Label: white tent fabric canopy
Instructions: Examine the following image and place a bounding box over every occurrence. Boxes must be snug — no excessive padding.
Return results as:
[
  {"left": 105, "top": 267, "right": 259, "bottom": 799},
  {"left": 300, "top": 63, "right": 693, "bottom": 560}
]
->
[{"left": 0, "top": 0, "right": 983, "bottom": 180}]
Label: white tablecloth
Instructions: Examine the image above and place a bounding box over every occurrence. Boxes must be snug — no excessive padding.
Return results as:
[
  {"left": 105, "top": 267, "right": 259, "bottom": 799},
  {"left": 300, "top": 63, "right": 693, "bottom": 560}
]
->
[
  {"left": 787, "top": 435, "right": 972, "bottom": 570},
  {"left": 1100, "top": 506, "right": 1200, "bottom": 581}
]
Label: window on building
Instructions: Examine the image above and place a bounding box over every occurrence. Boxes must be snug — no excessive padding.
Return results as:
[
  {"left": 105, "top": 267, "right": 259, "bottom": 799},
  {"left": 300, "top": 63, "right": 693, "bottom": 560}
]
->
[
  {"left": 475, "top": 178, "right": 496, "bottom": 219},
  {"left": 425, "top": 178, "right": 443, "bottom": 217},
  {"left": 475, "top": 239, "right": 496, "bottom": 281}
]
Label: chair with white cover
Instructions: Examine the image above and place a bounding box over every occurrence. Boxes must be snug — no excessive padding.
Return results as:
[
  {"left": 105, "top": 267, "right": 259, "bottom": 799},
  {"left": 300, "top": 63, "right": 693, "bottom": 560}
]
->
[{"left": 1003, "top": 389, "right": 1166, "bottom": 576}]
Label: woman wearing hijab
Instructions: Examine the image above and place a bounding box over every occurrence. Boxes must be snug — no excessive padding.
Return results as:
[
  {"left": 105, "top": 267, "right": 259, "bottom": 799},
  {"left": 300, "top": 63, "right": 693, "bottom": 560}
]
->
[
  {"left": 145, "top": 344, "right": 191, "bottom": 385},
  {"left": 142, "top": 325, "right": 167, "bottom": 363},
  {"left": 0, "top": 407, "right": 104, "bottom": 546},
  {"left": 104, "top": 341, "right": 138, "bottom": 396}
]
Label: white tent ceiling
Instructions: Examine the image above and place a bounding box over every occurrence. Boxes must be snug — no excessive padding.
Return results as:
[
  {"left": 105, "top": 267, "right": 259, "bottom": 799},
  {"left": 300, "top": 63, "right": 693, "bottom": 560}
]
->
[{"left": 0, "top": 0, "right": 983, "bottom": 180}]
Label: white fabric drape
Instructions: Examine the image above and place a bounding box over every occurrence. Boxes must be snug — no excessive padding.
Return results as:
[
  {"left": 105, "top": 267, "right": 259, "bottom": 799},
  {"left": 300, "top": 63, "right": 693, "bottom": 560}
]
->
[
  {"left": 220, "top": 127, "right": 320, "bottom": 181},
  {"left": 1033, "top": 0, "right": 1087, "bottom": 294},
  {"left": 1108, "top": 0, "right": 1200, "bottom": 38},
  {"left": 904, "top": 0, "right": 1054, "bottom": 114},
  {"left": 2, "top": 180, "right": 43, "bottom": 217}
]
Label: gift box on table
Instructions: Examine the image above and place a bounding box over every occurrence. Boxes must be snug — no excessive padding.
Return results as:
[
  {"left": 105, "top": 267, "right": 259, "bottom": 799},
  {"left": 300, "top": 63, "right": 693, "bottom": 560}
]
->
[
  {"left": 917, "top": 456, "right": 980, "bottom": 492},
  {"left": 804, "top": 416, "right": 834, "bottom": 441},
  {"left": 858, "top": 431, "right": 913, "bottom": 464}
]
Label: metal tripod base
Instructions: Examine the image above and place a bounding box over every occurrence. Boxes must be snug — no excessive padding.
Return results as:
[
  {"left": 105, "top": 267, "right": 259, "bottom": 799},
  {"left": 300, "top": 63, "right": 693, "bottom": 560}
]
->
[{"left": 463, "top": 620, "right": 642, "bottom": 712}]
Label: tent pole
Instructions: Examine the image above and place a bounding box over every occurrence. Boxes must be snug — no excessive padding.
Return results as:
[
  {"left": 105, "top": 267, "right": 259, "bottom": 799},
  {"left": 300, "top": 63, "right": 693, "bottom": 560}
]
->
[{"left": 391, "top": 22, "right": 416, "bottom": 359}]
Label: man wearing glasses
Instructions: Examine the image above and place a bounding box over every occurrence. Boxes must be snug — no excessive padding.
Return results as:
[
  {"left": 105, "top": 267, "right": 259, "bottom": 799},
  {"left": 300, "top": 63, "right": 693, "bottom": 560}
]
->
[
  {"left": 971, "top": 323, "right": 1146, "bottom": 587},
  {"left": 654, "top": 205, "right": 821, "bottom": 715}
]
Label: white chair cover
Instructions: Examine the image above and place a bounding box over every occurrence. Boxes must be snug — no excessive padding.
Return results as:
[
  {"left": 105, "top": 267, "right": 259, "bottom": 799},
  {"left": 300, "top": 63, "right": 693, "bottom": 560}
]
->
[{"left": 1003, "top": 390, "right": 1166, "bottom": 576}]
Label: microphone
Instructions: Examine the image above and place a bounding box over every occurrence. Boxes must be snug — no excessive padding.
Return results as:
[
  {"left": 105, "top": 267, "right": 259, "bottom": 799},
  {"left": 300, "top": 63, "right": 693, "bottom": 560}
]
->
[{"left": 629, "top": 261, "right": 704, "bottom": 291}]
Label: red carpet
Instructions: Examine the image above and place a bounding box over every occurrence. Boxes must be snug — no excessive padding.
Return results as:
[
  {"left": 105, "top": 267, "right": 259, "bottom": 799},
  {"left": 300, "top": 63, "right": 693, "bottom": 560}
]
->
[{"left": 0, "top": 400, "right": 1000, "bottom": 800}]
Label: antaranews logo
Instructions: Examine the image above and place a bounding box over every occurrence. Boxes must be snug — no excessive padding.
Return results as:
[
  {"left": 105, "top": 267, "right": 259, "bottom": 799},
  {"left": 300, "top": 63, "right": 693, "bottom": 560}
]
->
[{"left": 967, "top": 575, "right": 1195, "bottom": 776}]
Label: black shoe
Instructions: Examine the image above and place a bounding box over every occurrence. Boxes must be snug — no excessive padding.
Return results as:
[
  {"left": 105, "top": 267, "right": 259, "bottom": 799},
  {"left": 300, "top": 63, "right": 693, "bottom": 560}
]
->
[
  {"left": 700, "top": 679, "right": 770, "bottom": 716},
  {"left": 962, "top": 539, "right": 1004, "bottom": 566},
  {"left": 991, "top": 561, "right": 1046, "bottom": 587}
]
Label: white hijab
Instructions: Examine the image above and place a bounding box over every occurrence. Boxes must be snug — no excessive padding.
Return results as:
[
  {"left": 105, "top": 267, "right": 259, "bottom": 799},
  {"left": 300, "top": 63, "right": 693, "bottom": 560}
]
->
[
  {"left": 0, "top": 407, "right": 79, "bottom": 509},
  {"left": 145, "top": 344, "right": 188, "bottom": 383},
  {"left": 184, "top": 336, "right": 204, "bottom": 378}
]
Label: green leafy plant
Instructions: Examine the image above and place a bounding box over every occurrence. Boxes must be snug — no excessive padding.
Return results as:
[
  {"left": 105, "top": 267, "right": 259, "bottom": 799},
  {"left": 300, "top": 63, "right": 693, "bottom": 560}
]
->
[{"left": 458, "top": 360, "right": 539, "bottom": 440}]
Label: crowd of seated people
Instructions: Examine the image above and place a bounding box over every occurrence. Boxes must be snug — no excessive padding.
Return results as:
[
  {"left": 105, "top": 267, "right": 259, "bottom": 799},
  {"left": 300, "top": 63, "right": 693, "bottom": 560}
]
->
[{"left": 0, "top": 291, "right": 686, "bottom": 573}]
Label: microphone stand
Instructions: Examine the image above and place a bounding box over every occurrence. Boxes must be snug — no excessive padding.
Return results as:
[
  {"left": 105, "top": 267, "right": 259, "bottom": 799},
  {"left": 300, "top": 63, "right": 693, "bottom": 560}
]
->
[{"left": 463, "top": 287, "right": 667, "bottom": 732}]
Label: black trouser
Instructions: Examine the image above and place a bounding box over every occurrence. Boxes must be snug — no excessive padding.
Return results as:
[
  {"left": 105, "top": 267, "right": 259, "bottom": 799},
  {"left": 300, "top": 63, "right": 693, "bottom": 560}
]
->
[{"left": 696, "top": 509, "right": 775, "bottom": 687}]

================

Reproduce nothing but the lines from the line containing "Label: green leafy plant" to the last line of the data, each exactly as written.

Task output ▸
Label: green leafy plant
Instructions: Examine the image above and place a bounding box over every occurrence. Boxes must be snug — no excessive padding.
Return results as:
[
  {"left": 105, "top": 267, "right": 259, "bottom": 799},
  {"left": 300, "top": 63, "right": 693, "bottom": 560}
]
->
[{"left": 458, "top": 360, "right": 539, "bottom": 440}]
Label: crowd of seated people
Instructions: Examine the image above and place a bounding box over every occurrence. Boxes must be snug — no excessive padding.
Return results as:
[
  {"left": 105, "top": 267, "right": 259, "bottom": 799},
  {"left": 300, "top": 63, "right": 693, "bottom": 560}
]
->
[{"left": 0, "top": 291, "right": 686, "bottom": 573}]
Label: microphone stand
Instructions: Examine the image above and place a bounding box over every occurrence. Boxes must be snug — no excessive padding.
Return results as:
[
  {"left": 105, "top": 267, "right": 259, "bottom": 799},
  {"left": 300, "top": 63, "right": 693, "bottom": 560}
]
->
[{"left": 463, "top": 287, "right": 667, "bottom": 732}]
Label: black trouser
Instructions: Examine the image above and place a bounding box over every occurrence. Boxes must be snug — no excessive padding.
Return results as:
[
  {"left": 105, "top": 267, "right": 259, "bottom": 799},
  {"left": 300, "top": 63, "right": 693, "bottom": 560}
]
->
[{"left": 696, "top": 509, "right": 775, "bottom": 687}]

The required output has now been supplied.